To do => Retype the lines below word for word, starting at the line that contains "sky in this" and ending at the line that contains "column 236, row 454". Include both of those lines and nothing outside them.

Material to process =>
__________________________________________________
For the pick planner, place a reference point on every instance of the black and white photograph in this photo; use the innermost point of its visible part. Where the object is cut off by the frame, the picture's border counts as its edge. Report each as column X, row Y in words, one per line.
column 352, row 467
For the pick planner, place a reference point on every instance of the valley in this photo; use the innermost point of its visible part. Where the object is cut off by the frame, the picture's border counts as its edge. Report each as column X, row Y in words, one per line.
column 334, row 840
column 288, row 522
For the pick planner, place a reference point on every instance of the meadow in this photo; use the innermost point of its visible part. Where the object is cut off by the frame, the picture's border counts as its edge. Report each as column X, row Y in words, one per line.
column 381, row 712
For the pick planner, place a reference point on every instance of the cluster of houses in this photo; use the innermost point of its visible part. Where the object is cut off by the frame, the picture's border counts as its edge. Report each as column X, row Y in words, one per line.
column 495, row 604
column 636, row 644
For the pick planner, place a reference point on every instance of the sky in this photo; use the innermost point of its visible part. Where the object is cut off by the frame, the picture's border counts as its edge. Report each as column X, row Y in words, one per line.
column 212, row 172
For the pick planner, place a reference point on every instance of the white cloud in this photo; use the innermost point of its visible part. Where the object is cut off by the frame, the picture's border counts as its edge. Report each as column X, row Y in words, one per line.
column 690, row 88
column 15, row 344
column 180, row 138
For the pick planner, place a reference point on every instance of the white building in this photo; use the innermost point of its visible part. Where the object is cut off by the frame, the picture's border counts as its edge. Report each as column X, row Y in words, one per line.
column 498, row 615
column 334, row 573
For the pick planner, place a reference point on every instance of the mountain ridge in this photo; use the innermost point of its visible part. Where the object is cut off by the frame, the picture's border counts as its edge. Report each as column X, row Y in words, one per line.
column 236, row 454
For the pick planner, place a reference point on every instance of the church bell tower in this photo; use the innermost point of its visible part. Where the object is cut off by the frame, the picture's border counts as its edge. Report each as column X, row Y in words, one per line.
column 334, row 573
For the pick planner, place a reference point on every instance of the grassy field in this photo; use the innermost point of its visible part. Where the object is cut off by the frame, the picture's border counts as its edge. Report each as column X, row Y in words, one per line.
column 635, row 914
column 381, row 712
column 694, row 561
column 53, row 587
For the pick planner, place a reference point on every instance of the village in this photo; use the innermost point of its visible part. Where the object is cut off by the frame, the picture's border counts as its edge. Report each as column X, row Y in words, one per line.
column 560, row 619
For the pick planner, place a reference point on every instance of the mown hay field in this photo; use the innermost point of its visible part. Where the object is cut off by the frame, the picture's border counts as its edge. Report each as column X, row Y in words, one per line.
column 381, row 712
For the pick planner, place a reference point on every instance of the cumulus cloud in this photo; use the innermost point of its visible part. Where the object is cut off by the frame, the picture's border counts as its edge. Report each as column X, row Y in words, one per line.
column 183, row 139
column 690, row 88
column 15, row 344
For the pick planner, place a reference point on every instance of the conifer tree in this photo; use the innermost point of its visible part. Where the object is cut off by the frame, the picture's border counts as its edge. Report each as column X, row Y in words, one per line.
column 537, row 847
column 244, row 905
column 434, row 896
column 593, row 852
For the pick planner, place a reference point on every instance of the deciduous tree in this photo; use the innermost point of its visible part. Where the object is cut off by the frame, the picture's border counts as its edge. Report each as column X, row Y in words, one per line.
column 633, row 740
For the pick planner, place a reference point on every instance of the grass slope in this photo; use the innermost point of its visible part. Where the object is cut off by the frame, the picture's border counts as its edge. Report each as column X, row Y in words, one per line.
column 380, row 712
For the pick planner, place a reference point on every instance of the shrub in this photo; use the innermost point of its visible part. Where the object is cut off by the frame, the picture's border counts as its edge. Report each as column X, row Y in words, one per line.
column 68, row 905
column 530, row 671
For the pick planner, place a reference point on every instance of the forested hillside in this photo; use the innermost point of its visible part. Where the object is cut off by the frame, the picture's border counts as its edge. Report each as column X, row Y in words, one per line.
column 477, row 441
__________________________________________________
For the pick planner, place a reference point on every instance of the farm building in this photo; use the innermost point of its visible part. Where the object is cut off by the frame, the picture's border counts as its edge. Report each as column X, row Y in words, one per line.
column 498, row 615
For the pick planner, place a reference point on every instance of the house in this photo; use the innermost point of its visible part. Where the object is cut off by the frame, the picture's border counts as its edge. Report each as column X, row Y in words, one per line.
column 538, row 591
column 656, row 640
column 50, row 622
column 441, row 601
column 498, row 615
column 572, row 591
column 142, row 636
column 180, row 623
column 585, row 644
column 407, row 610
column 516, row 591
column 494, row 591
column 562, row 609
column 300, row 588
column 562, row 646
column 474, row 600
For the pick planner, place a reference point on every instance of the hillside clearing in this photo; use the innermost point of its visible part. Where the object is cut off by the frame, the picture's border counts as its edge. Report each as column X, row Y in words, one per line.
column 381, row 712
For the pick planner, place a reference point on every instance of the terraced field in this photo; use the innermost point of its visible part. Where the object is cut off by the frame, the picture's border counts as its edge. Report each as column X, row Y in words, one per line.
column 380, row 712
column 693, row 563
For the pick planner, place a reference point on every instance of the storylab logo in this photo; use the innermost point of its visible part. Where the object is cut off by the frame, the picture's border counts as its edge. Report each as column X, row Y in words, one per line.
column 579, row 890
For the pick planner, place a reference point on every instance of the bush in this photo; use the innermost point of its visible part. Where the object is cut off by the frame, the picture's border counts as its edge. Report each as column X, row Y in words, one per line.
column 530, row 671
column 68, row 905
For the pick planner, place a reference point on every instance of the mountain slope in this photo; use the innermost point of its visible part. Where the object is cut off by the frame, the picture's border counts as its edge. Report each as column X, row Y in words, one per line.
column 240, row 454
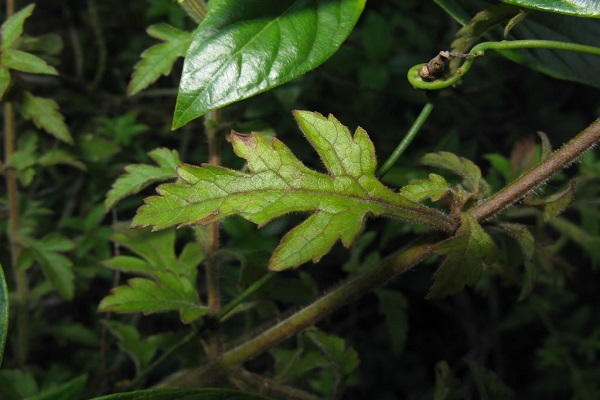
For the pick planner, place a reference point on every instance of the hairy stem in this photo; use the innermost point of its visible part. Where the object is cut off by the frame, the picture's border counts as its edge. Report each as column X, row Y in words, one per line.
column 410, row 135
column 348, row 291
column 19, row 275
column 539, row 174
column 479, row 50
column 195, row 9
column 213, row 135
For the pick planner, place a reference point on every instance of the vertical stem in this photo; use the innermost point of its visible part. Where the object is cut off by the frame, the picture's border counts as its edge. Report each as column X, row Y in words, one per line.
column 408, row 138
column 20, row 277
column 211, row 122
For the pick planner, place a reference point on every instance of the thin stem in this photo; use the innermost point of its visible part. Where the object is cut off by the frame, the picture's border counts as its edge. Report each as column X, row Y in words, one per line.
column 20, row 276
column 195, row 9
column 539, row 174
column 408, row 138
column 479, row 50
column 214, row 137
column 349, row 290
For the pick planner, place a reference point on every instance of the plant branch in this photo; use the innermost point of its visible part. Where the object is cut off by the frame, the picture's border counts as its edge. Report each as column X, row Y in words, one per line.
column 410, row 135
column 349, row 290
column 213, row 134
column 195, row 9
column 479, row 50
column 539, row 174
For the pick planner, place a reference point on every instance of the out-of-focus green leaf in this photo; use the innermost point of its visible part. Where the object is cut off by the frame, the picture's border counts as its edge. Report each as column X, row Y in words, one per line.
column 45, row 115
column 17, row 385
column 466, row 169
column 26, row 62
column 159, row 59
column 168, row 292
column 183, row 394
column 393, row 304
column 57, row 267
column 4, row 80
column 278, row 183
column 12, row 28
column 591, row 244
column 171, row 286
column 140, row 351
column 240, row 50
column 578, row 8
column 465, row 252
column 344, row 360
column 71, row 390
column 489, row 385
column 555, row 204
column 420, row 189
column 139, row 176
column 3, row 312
__________________________________________________
Answer =>
For the pick planner, place a reference point on every instance of the sky in this photo; use the innermost point of its visible part. Where the object is cut off by the frame, the picture's border counts as its edge. Report each as column X, row Y in words, one per line.
column 212, row 172
For the pick planner, place a reference point on every instance of the white cloud in this photo; use the innermost point of its visible part. Where the object is cut off by the frame, the picture's border counts as its edge. Report each as column X, row Y in words, one per line.
column 690, row 88
column 15, row 344
column 180, row 138
For the pick planner, place a reference point on every instance of the white building in this photo; use the innermost point of its visible part. Where the object is cut off by the frame, the picture's border counts as its edge. Report each as column X, row Y in words, one per line.
column 498, row 615
column 334, row 573
For the pick planner, place a reference point on every instance of the mountain ridge in this photo; use the innermost point of its visible part. Where the object is cut off by the frame, the picture's border counts as its edge. Report each as column X, row Y in words, one per line.
column 236, row 454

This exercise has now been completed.